> [GOAL A]
Decide whether each statement agrees with the passage about Jack Coble's game citation. For each, give yes or no and quote the deciding words of the passage. (i) The deputy went to Mr. Coble's farm to look into a tip about jacklighting deer. (ii) Mr. Coble's farm covers 200 acres. (iii) The fine under the citation came to $150 in total.
> [GOAL B]
Write the next part of the passage about Jack Coble's game citation, picking up after its final sentence.

Jack Coble of Perry County believes in his constitutional rights.   In fact, he spent thousands of dollars to fight a citation he received from a Pennsylvania Game Commission officer – and he won!

On November 7, 2012, a Deputy Wildlife Conservation Officer Steven Shaffer entered Mr. Coble’s farm to investigate a tip about “jacklighting” deer on his property.   Jacklighting is an illegal method of spotlighting and shooting deer at night.   Mr. Coble was home recuperating from serious hand injury when he was questioned by the deputy.   He denied any knowledge of such activities, but left his home to drive around his 120 acre farm followed by the deputy.   When they arrived at the barn, the deputy and Mr. Coble came upon his daughter and another man with the carcass of a deer.

As reported by the Associated Press, Deputy Shaffer testified that Mr. Coble became “irate” at this point and ordered him off of his land.   Apparently, the deputy did not leave as requested, but testified that, when things “calmed down, he [Mr. Coble] admitted to being present when the deer was shot.”   Thereafter, Deputy Shaffer apparently cited Mr. Coble with a summary charge of the fourth degree (the fine totaling $150) under section 2126(a)(6) of Title 34 of the Game and Wildlife Code.   This section states that it is unlawful for any person acting under the provisions for “destruction for agricultural protection” – an assumption apparently made by the deputy – to “refuse to answer, without evasion, upon request of any representative of the [PA Game] commission, any pertinent question pertaining to the killing or wounding of any game or wildlife killed or wounded, or the disposition of the entire carcass or any part thereof.”  Deputy Shaffer believed Mr. Coble was “being evasive” and, therefore, cited him under this section.

> [SOURCE EXCERPT]
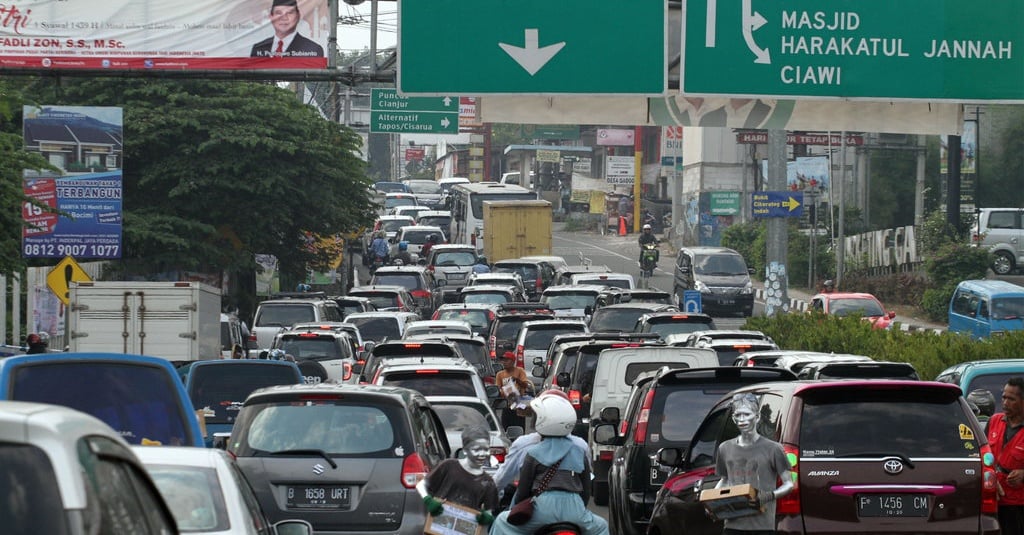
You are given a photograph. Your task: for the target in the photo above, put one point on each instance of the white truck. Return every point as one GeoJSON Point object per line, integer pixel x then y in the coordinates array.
{"type": "Point", "coordinates": [177, 321]}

> [RESPONSE A]
(i) Yes: "to investigate a tip about “jacklighting” deer on his property."
(ii) No: "his 120 acre farm."
(iii) Yes: "the fine totaling $150."

> [RESPONSE B]
Mr. Coble hired Donald Zagurskie, Esquire, to defend him against this charge.   Attorney Zagurskie successfully argued that it is a violation of Mr. Coble’s Fifth Amendment right against self incrimination to cite him for not answering or evasively answering questions of the deputy.   In fact, this section of the Game Code effectively forced Mr. Coble to answer the deputy’s questions or be punished at the discretion of the officer.

In what this attorney calls a very commendable act, the Perry County Prosecutor handling the matter agreed with Attorney Zagurskie’s argument stating that it certainly had merit and did not contest Mr. Coble’s appeal.   Although the Prosecutor, believed to be Daniel Stern, Esquire, notified the Game Commission and Attorney General’s office of his decision not to contest the appeal, neither office initiated any actions to intervene in the matter or pursue the matter further.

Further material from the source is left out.